[START OF DATASET RECORDS]
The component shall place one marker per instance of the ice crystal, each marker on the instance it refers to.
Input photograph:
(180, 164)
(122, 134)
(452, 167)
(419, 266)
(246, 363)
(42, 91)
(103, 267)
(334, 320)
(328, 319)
[END OF DATASET RECORDS]
[START OF DATASET RECORDS]
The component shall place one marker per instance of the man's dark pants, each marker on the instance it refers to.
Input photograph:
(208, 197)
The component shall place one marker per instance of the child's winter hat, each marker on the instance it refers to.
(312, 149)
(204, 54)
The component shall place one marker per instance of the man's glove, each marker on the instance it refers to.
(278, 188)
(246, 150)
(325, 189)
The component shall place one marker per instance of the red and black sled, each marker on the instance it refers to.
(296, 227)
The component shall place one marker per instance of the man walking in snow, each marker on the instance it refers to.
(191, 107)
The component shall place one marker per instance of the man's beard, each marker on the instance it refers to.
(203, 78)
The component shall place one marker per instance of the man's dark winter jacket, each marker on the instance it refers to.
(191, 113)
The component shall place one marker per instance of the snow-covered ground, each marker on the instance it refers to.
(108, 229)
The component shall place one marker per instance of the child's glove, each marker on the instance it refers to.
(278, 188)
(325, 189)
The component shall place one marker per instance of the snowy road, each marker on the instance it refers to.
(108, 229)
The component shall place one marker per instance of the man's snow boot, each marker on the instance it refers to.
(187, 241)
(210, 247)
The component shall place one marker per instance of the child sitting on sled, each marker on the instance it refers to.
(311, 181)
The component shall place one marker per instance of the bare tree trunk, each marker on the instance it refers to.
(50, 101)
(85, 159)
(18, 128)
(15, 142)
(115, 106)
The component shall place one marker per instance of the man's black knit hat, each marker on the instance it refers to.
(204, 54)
[END OF DATASET RECORDS]
[START OF DATASET RECORDS]
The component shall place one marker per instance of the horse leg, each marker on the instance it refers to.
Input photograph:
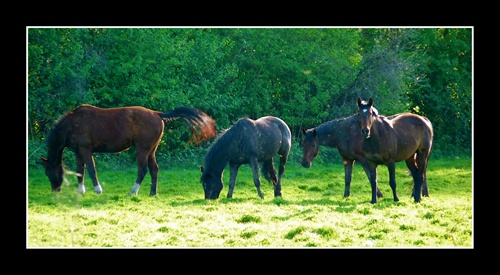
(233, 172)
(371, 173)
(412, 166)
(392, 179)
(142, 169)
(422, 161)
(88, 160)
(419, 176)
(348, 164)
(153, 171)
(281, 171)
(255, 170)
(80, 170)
[END OF DATASET RECORDS]
▶ _WORK TO DO_
Show every line in the items above that contains the word "dark".

▶ _COMPLETED TASK_
The component shall place one marker per instance of the man's dark pants, each marker on the instance it refers to.
The component shall place one marker per instance of the man's dark winter jacket, each marker on the instance it refers to.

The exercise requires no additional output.